Data provided:
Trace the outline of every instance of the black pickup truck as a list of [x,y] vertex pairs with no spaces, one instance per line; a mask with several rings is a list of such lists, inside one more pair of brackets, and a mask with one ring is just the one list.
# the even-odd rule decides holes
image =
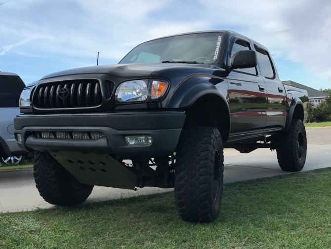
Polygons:
[[15,136],[36,151],[37,187],[50,203],[80,204],[94,185],[174,187],[181,217],[208,222],[219,213],[224,146],[276,149],[283,170],[301,170],[308,102],[306,91],[282,83],[260,44],[193,33],[27,86]]

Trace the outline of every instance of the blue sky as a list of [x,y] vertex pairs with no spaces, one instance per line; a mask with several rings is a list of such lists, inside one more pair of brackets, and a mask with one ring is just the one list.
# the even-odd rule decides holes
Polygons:
[[230,30],[267,47],[282,80],[331,88],[330,0],[0,0],[0,71],[26,84],[117,63],[138,44]]

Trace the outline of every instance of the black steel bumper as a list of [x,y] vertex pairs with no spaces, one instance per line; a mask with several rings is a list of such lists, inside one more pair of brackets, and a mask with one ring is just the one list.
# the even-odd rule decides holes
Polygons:
[[[105,113],[22,114],[14,119],[15,135],[21,136],[19,146],[29,151],[71,151],[117,156],[157,156],[175,149],[185,122],[183,111],[134,111]],[[98,131],[98,139],[43,139],[41,131]],[[149,146],[129,146],[126,136],[150,136]]]

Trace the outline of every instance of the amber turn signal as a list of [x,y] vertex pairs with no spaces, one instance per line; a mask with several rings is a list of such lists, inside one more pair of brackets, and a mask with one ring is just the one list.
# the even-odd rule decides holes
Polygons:
[[162,96],[166,90],[168,84],[166,82],[153,80],[151,88],[151,98],[158,99]]

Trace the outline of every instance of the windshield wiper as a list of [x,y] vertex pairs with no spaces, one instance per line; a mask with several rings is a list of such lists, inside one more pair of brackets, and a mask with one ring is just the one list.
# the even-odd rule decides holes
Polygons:
[[189,64],[204,64],[202,62],[198,62],[197,61],[163,61],[162,63],[187,63]]

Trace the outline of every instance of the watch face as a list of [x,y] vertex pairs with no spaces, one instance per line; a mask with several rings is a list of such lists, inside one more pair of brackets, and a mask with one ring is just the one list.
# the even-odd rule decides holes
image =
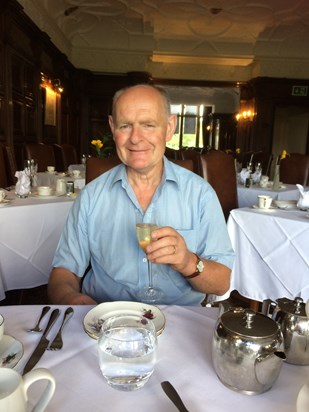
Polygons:
[[197,268],[197,270],[198,270],[200,273],[203,272],[204,263],[203,263],[201,260],[199,260],[199,261],[197,262],[196,268]]

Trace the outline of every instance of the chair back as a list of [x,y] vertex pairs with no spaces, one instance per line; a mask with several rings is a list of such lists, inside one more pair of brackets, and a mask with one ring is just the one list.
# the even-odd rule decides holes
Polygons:
[[0,144],[0,188],[5,189],[8,186],[8,178],[4,161],[4,145]]
[[309,155],[291,153],[280,162],[280,180],[288,184],[309,185]]
[[201,155],[202,177],[217,193],[225,219],[232,209],[238,208],[237,179],[233,156],[221,151],[211,150]]
[[46,172],[47,166],[55,166],[56,160],[52,146],[43,143],[26,143],[26,159],[36,159],[38,162],[38,172]]
[[86,184],[121,163],[118,156],[90,157],[86,161]]
[[169,159],[171,162],[175,163],[178,166],[184,167],[185,169],[193,172],[193,161],[191,159]]
[[14,149],[11,146],[4,147],[4,161],[7,174],[8,185],[16,185],[17,178],[15,173],[17,171],[17,163],[15,158]]
[[55,153],[56,170],[58,172],[66,172],[70,165],[80,163],[75,146],[68,143],[63,143],[54,144],[53,147]]
[[195,149],[181,149],[180,150],[181,159],[190,159],[193,162],[193,172],[199,176],[202,176],[202,165],[201,165],[201,153]]

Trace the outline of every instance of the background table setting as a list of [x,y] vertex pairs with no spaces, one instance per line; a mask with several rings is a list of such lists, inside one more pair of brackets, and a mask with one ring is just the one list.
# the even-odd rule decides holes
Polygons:
[[309,298],[309,211],[294,207],[231,211],[228,232],[236,252],[231,291],[263,301]]
[[[142,304],[141,304],[142,305]],[[52,306],[55,309],[56,306]],[[60,327],[66,306],[57,306],[61,316],[51,329],[53,339]],[[28,332],[37,321],[41,306],[3,306],[5,336],[13,336],[22,349],[14,366],[19,373],[37,345],[40,334]],[[190,412],[250,410],[252,412],[294,412],[297,395],[308,380],[309,367],[283,364],[278,380],[262,394],[249,396],[232,391],[216,376],[212,364],[211,342],[218,316],[217,308],[159,306],[164,328],[158,336],[154,373],[145,386],[132,392],[111,388],[101,374],[98,341],[84,329],[85,317],[95,306],[74,306],[74,315],[63,330],[63,347],[46,351],[35,368],[47,368],[56,380],[56,391],[47,410],[59,411],[175,411],[160,383],[170,381]],[[48,317],[43,318],[42,328]],[[2,359],[3,361],[3,359]],[[4,367],[4,365],[2,365]],[[12,367],[12,364],[7,366]],[[34,370],[34,369],[33,369]],[[42,384],[33,385],[29,404],[39,397]]]
[[[75,193],[77,194],[77,193]],[[6,191],[0,207],[0,300],[5,291],[46,284],[73,196],[19,198]]]

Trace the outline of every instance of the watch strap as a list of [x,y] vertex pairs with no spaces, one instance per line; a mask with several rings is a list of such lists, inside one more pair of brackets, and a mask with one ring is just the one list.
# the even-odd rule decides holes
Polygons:
[[[198,262],[199,260],[201,260],[201,258],[200,258],[196,253],[194,253],[194,255],[195,255],[196,258],[197,258],[197,262]],[[197,276],[199,276],[200,274],[201,274],[201,272],[199,272],[199,271],[198,271],[198,268],[196,267],[195,271],[194,271],[191,275],[185,276],[185,278],[186,278],[186,279],[193,279],[193,278],[196,278]]]

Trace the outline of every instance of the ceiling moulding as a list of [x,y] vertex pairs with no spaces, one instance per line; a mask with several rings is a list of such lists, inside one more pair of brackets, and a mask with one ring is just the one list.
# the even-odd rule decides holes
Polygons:
[[253,63],[250,57],[205,57],[205,56],[176,56],[171,54],[153,53],[150,57],[154,63],[173,64],[211,64],[216,66],[249,66]]

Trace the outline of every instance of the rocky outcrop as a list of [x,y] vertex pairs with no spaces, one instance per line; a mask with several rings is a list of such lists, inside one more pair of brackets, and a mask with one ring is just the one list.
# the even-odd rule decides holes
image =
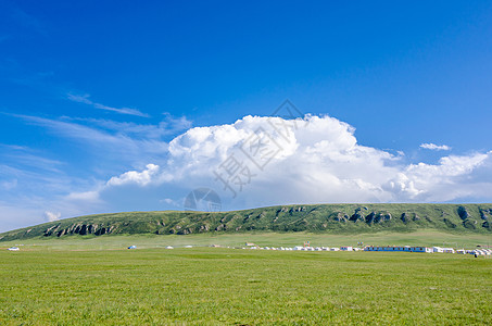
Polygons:
[[49,236],[56,236],[56,237],[63,237],[67,235],[96,235],[96,236],[102,236],[102,235],[108,235],[112,234],[115,230],[115,226],[100,226],[98,224],[84,224],[84,223],[77,223],[73,224],[68,227],[65,228],[60,228],[60,224],[53,225],[45,230],[45,237]]

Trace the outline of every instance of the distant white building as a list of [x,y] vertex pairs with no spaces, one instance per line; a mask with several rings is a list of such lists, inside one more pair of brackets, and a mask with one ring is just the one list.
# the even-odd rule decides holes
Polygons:
[[409,246],[366,246],[364,251],[384,252],[432,252],[432,248]]

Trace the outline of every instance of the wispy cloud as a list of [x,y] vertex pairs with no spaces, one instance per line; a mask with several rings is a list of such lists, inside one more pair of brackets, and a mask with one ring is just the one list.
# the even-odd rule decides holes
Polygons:
[[108,106],[108,105],[91,101],[89,99],[89,97],[90,97],[89,95],[79,96],[79,95],[73,95],[73,93],[68,93],[66,96],[66,98],[68,100],[71,100],[71,101],[78,102],[78,103],[84,103],[84,104],[87,104],[87,105],[91,105],[91,106],[93,106],[96,109],[105,110],[105,111],[112,111],[112,112],[116,112],[116,113],[119,113],[119,114],[128,114],[128,115],[149,117],[149,114],[143,113],[143,112],[137,110],[137,109]]
[[432,142],[429,143],[422,143],[420,145],[420,148],[432,150],[432,151],[450,151],[451,147],[447,145],[436,145]]

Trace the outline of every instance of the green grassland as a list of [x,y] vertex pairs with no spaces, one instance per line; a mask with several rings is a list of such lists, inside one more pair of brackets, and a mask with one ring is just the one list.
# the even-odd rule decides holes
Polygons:
[[[266,236],[260,238],[263,236],[250,237],[266,242]],[[280,236],[274,239],[282,239]],[[96,240],[125,242],[122,238]],[[143,239],[128,237],[126,243],[138,242],[139,238]],[[290,241],[283,239],[286,243]],[[46,240],[45,244],[63,241],[70,240]],[[53,246],[55,249],[26,246],[18,252],[0,250],[1,325],[490,325],[492,322],[492,259],[226,248],[86,247],[74,251],[67,250],[72,246],[68,242],[64,248]]]
[[357,246],[441,246],[475,249],[477,246],[492,246],[492,234],[449,233],[434,229],[420,229],[408,233],[379,231],[368,234],[323,234],[323,233],[205,233],[192,235],[105,235],[105,236],[72,236],[72,237],[35,237],[1,241],[0,250],[11,246],[20,246],[22,251],[49,250],[115,250],[129,246],[139,249],[173,247],[243,247],[253,242],[261,247],[293,247],[310,241],[316,247]]

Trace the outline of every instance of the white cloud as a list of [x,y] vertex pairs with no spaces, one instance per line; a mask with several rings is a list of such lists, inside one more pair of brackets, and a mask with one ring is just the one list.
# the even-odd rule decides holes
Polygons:
[[142,172],[128,171],[118,177],[112,177],[108,181],[108,185],[122,186],[127,184],[137,184],[139,186],[147,186],[152,181],[152,177],[159,173],[159,165],[148,164],[146,167],[147,170]]
[[420,148],[432,150],[432,151],[450,151],[451,147],[447,145],[436,145],[436,143],[421,143]]
[[[0,195],[4,201],[0,202],[0,230],[37,224],[59,213],[67,217],[176,209],[189,191],[202,187],[220,196],[224,210],[287,203],[492,201],[492,152],[447,155],[437,164],[413,163],[402,152],[393,155],[388,150],[359,145],[352,126],[329,116],[306,116],[297,125],[280,117],[245,116],[232,124],[191,128],[169,143],[160,139],[164,133],[161,129],[168,125],[161,128],[80,121],[91,124],[87,126],[73,118],[17,117],[49,128],[59,137],[77,139],[84,149],[93,145],[101,154],[98,162],[111,173],[106,171],[97,178],[89,171],[77,180],[53,170],[63,171],[63,162],[39,160],[42,170],[36,173],[7,162],[9,165],[0,166]],[[267,150],[280,147],[263,170],[241,151],[241,145],[255,137],[258,128],[269,135],[264,139],[269,141]],[[14,152],[3,151],[4,158],[21,158],[16,154],[21,149],[11,150]],[[96,155],[96,151],[88,154]],[[268,156],[268,151],[264,154]],[[242,189],[235,179],[230,181],[236,198],[214,175],[218,171],[226,176],[220,164],[231,155],[251,173],[248,180],[241,170],[241,177],[249,181]],[[25,164],[35,161],[29,159]],[[13,179],[18,179],[13,190],[24,192],[7,190]],[[27,185],[34,187],[31,192],[25,192]]]
[[[238,179],[230,181],[237,192],[237,198],[230,200],[235,209],[277,203],[452,201],[483,196],[478,190],[483,185],[474,191],[474,183],[464,177],[490,160],[491,152],[444,156],[434,165],[405,164],[401,153],[394,156],[358,145],[354,128],[333,117],[307,116],[303,127],[282,134],[278,126],[286,123],[292,121],[245,116],[230,125],[189,129],[169,142],[168,156],[160,166],[122,174],[112,178],[108,187],[163,185],[172,195],[176,190],[171,189],[184,192],[206,186],[226,188],[220,196],[231,199],[232,191],[216,180],[214,171],[220,171],[220,164],[234,155],[248,166],[251,176],[242,189],[235,185]],[[281,147],[264,170],[240,150],[241,143],[260,127]],[[249,181],[247,174],[242,179]],[[451,191],[443,185],[468,190]]]
[[48,220],[48,222],[54,222],[54,221],[60,220],[60,217],[62,216],[62,213],[60,213],[60,212],[53,213],[50,211],[46,211],[45,216]]
[[68,93],[66,98],[71,101],[92,105],[93,108],[100,109],[100,110],[113,111],[113,112],[121,113],[121,114],[129,114],[129,115],[149,117],[149,114],[140,112],[137,109],[108,106],[108,105],[104,105],[101,103],[92,102],[91,100],[89,100],[89,97],[90,97],[89,95],[79,96],[79,95]]

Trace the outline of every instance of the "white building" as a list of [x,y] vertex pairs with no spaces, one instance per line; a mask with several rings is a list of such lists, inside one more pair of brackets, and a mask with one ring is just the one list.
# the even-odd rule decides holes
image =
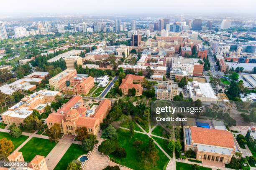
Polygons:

Exercise details: Pull out every line of the records that contains the word "cloud" and copy each one.

Task output:
Trace the outline of every instance of the wispy cloud as a list of [x,y] vertex pairs with no spaces, one instance per line; a mask with several rings is a list of such lists, inside one more pair of brackets, and a mask with one ring is just the one list.
Trace the outline of every instance of the white cloud as a list of [x,y] vertex pairs with no spaces, one instance per line; a mask with several rings is a list of such lists, inside one more pair of brackets, and a mask with one ring is just the one list.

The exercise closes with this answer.